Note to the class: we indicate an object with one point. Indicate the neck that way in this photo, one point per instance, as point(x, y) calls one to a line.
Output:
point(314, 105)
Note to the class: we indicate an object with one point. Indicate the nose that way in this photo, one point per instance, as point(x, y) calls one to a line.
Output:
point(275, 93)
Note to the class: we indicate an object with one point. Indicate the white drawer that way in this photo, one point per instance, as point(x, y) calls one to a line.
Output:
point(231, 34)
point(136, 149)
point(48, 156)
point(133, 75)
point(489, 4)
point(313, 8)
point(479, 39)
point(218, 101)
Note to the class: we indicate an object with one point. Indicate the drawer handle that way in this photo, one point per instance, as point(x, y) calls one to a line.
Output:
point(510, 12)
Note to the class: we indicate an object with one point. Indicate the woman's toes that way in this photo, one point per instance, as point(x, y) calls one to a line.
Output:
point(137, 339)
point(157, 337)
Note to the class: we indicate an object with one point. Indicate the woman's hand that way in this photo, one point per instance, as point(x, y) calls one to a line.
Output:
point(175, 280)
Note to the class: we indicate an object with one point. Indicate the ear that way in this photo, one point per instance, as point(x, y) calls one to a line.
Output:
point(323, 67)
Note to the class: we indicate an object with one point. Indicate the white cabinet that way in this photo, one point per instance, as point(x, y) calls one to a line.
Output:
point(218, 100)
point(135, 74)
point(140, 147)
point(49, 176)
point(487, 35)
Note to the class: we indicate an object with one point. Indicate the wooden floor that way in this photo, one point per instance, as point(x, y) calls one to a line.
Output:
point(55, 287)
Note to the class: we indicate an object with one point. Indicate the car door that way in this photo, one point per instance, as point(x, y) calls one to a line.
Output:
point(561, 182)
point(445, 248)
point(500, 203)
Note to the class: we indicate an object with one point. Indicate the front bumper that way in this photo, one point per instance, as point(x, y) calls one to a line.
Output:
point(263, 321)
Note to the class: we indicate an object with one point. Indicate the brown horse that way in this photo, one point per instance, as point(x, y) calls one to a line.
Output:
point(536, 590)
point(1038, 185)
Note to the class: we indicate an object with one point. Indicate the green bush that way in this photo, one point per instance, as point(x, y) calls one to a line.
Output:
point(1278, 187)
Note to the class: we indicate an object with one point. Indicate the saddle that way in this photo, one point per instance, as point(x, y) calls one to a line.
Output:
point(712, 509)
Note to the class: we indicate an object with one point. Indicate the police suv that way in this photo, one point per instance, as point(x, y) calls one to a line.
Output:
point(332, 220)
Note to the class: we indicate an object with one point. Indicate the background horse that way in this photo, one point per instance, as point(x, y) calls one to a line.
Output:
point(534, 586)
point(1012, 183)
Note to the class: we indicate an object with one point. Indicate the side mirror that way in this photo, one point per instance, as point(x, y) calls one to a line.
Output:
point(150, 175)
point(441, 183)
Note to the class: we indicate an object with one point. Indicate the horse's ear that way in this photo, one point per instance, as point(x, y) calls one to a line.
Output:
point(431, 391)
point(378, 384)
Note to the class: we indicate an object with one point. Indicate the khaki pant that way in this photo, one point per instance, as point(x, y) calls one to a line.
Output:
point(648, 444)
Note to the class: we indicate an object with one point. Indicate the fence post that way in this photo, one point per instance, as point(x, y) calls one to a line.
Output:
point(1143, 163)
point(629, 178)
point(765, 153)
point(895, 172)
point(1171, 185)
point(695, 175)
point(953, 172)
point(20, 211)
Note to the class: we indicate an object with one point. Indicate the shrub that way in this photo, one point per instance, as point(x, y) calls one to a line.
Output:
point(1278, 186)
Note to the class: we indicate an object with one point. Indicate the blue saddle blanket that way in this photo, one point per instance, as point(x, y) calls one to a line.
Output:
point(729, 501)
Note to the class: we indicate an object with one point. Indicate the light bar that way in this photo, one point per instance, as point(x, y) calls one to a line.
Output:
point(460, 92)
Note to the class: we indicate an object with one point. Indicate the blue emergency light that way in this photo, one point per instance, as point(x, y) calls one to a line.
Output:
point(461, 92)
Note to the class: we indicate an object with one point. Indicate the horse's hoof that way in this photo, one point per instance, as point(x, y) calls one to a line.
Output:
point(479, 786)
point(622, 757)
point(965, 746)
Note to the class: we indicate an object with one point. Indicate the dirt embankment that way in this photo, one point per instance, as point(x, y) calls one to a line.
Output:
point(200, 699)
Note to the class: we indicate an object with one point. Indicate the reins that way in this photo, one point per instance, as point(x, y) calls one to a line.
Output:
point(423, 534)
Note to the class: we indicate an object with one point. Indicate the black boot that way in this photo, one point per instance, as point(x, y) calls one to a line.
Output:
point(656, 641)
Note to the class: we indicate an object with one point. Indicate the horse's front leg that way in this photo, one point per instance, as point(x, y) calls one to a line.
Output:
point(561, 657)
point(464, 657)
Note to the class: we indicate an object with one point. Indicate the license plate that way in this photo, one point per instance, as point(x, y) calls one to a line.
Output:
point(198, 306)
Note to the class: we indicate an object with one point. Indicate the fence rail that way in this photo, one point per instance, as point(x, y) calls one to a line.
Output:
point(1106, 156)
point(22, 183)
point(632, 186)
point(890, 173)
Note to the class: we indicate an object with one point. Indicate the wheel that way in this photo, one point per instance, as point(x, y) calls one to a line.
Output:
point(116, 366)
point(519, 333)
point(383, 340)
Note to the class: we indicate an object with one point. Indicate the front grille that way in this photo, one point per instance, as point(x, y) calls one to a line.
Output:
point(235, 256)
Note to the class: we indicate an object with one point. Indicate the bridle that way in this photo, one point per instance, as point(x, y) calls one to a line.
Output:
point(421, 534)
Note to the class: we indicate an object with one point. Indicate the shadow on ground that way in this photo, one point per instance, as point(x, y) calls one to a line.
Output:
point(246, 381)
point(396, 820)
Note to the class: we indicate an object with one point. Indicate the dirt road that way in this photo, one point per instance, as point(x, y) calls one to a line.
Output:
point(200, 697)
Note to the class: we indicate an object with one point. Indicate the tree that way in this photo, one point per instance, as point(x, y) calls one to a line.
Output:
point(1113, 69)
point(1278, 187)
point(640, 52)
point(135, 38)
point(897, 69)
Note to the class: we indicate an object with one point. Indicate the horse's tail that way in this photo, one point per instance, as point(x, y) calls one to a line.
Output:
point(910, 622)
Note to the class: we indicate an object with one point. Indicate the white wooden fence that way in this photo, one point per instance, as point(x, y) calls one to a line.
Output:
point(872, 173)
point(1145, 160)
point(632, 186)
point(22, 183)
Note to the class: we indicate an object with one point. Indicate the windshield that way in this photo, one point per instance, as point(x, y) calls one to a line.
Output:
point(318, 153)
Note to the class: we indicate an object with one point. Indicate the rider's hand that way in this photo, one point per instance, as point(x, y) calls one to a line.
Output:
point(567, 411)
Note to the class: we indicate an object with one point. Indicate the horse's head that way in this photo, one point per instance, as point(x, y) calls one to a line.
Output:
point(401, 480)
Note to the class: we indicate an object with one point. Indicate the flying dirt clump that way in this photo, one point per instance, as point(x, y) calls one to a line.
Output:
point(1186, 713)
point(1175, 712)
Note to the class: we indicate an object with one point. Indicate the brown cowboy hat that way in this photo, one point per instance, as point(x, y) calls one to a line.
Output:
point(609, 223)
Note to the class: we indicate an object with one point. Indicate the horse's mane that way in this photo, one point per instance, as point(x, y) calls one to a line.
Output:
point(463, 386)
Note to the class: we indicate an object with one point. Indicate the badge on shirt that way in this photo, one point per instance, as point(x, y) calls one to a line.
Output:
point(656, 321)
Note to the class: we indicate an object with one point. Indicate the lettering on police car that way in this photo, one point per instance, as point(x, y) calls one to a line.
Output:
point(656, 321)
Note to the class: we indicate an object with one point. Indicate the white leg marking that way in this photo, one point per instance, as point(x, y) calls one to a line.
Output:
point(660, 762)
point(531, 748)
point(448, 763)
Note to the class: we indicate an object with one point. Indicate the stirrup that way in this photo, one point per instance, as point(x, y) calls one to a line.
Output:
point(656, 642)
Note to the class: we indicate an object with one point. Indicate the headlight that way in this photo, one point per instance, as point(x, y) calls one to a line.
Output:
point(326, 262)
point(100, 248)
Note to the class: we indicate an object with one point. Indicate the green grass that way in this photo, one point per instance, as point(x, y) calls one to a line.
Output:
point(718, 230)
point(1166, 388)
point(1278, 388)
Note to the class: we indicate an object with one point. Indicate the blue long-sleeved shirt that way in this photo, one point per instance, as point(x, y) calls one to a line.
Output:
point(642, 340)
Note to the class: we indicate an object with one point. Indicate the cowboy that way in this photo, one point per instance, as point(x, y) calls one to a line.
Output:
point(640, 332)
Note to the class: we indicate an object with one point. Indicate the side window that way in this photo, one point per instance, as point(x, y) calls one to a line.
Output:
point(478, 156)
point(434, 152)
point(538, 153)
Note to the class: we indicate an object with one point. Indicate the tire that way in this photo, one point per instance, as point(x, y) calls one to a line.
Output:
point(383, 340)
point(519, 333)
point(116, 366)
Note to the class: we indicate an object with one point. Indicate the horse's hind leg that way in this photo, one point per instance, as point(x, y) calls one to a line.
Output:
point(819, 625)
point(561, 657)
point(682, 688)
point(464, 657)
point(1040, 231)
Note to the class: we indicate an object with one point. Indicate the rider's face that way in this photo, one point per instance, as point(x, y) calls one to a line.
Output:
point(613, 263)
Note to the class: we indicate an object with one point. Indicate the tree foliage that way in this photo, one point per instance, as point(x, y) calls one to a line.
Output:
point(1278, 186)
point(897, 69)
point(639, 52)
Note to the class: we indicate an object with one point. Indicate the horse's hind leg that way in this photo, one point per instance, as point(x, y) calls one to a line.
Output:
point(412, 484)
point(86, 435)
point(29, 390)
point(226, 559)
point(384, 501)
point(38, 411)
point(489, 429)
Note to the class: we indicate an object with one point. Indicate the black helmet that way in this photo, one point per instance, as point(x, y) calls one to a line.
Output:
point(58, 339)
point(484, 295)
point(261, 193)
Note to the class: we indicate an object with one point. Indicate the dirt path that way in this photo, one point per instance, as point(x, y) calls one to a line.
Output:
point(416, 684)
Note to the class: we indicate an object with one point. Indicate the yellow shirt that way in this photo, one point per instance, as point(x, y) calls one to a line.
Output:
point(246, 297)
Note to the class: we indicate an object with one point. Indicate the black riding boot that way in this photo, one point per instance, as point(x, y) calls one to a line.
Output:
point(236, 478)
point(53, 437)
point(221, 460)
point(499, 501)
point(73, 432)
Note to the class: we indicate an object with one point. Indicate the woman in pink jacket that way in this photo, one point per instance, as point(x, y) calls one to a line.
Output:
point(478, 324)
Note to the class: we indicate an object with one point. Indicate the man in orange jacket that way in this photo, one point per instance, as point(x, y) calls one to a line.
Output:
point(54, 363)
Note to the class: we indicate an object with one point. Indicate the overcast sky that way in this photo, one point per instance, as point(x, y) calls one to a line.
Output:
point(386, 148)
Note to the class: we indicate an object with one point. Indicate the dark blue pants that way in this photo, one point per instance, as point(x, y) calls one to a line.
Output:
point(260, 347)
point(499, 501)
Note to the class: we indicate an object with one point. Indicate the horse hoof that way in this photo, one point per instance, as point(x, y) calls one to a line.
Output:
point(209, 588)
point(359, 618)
_ _ _
# [Work to complete]
Of the records above, copy each line that includes "brown".

# [Solution to the problem]
Note to the class: we indicate an object with one point. Indicate the brown horse that way in this photo, one point per instance, as point(x, y) calls one to a line.
Note to the class: we indicate an object with one point. Indicate the brown cowboy hat that way in this photo, one point per instance, as point(x, y) calls one to a line.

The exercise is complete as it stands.